Task description - Present every line of the rows below as a Markdown table with two columns, Number and Line, numbering the lines in order and skipping blank lines. Omit the pictures.

Labeled-object pointing rows
────────

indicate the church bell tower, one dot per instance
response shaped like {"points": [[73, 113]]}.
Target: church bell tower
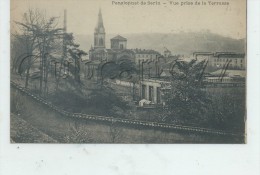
{"points": [[99, 34]]}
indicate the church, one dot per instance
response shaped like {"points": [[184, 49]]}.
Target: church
{"points": [[118, 48]]}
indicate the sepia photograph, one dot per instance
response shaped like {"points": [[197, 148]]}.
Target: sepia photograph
{"points": [[132, 72]]}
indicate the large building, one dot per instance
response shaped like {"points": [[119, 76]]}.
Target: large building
{"points": [[118, 50], [220, 60]]}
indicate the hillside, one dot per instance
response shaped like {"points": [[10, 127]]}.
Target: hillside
{"points": [[181, 43]]}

────────

Exercise response -
| Number | Line |
|---|---|
| 1 | indicate the church bell tower, one dot per instance |
| 2 | response shaped like {"points": [[73, 113]]}. |
| 3 | Target: church bell tower |
| 4 | {"points": [[99, 34]]} |
| 5 | indicate the church, one dot per instance |
| 6 | response shaped like {"points": [[184, 49]]}. |
| 7 | Target: church |
| 8 | {"points": [[118, 48]]} |
| 9 | indicate the sepia photograph, one dot per instance |
| 10 | response shaped like {"points": [[197, 148]]}. |
| 11 | Target: sepia photograph |
| 12 | {"points": [[132, 72]]} |
| 13 | indicate the large building, one dot per instance |
| 14 | response shaped like {"points": [[119, 76]]}. |
| 15 | Target: large building |
| 16 | {"points": [[118, 50], [220, 60]]} |
| 17 | indicate the hillside, one dot per instance |
| 18 | response shaped like {"points": [[10, 127]]}. |
| 19 | Target: hillside |
| 20 | {"points": [[181, 43]]} |